> Exercise text
☆ ☆ ☆ ☆ ☆
We are constantly being drawn into dark places so that we may emerge in the light. From the womb to the tomb, ashes to embryos, birth to earth. The Mother is there at the end and the beginning, because it’s all one thing: our human mother brings us into this plane kicking and screaming, and whether we leave it the same way or slip quietly into the beyond, we return to our collective matriarch, that Earth Mother with whom ancient cultures once
communed in female-centered sacred ritual.
It’s all cyclical, the seasons of the Earth; the seasons of life; the shifting of heavenly bodies and subsequent movement of tides. The rhythms of the body, the things it requires; the movement and bioavailability of flora and fauna; gardens and fields that yield resplendent bounty when loosely held. This knowledge is inherent, embedded in the genetics of all living things; humans have been doing it without having a name, a label, a certification, for thousands of years. Natural, organic, biodynamic, vegetarian, vegan, sustainable, small-farm, small-batch, single-origin, farm-to-table, these terms were unnecessary, because they were simply life. We honored our mothers, methods of sustaining families and whole societies passed down experientially, rarely written, occasionally spoken. In many societies, women and the both-between were not only the spiritual leaders but the knowledge-keepers, each passing season bestowing more prestige; they prepared the remedies for the human condition, their transcendent states and microbial medicines. They were creatives, as a beautiful Cretan restaurant recently told me, in the literal sense of the word, the one that means making life. Devaluing, abusing, or outstripping that which sustained us simply made no sense.
Birth mother, Earth mother, we are all longing to return. The search for the spiritual is the quest for reunification with the Divine Feminine, balanced by the Divine Masculine, as always naturally occurs. Anthropomorphic intervention has upset the scales, and now millions of children are wandering lost, shoving whatever we think might fit into that mother-shaped void in our minds, bodies, spaces, and souls. The cycles now repeated are traumatic re-enactments, nearly 8 billion times over.
The return is the way, and the way out is through—through darkness and pain into the light, and then back again, because that’s how it goes. I am drawn to graveyards and tombs, the museums where the dead things live. But I continually crest the surface of the sentient space: the reflection of shared experience in the eyes of another, the immemorial bonds built by breaking bread. It turns out that I can’t just not create, I was built to be a life-giver, bodies to bodies, whether corporeal or immaterial, I am part of that lineage, and I feel it now.
I have stories inside me, which has been akin to a demonic possession; I feel them rattling my bones and stretching my skin. Not yet grown, but taking shape, and the longer they gestate, the more uncomfortable it becomes. Yet Divine Mothers are surrounding me, and maybe it’s to shift this narrative from demonic possession to heavenly birth. Nurturing what’s inside me, feeding it what it needs, letting each thing incubate as long as it takes to emerge fully formed. Feeling it all, not just the things growing, but my own environment: both the inner and the outer one.
☆ ☆ ☆ ☆ ☆
> Data extract
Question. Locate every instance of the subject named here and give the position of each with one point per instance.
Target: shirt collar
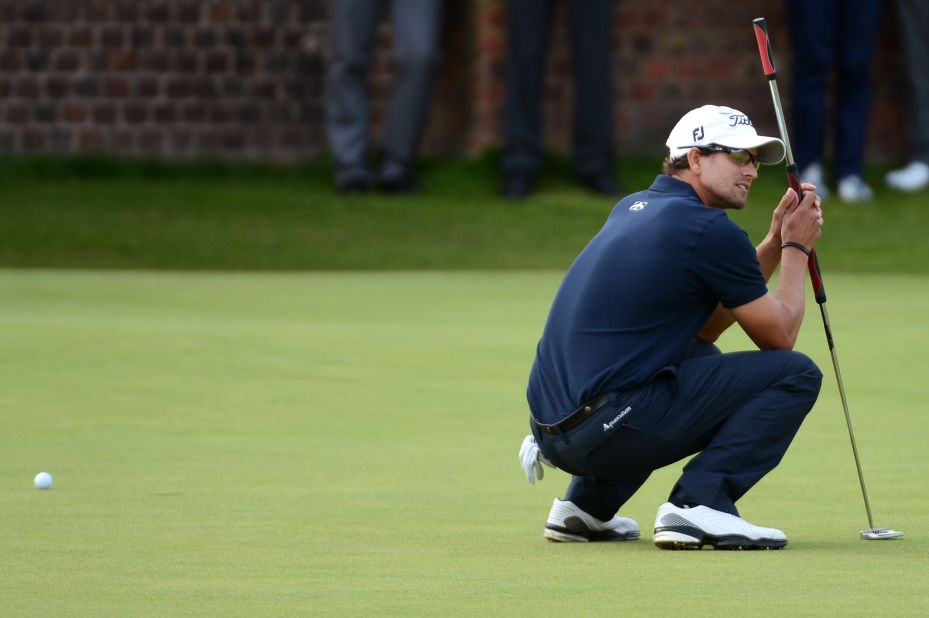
(668, 184)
☆ ☆ ☆ ☆ ☆
> Required tasks
• a. According to the essay, what roles did women and the both-between hold in many societies?
• b. Sum up the essay in two sentences.
The material placed after the essay plays no part here.

> Task-by-task results
• a. They were not only the spiritual leaders but also the knowledge-keepers.

• b. The essay presents life as cyclical, with people born of a human mother and returning to the Earth Mother, and it says that knowledge of sustaining life was once passed down by women and the both-between without any need for labels. It holds that anthropomorphic intervention has upset the balance of the Divine Feminine and Divine Masculine, leaving millions filling a mother-shaped void, and it ends with the writer nurturing the stories gestating inside until they emerge fully formed.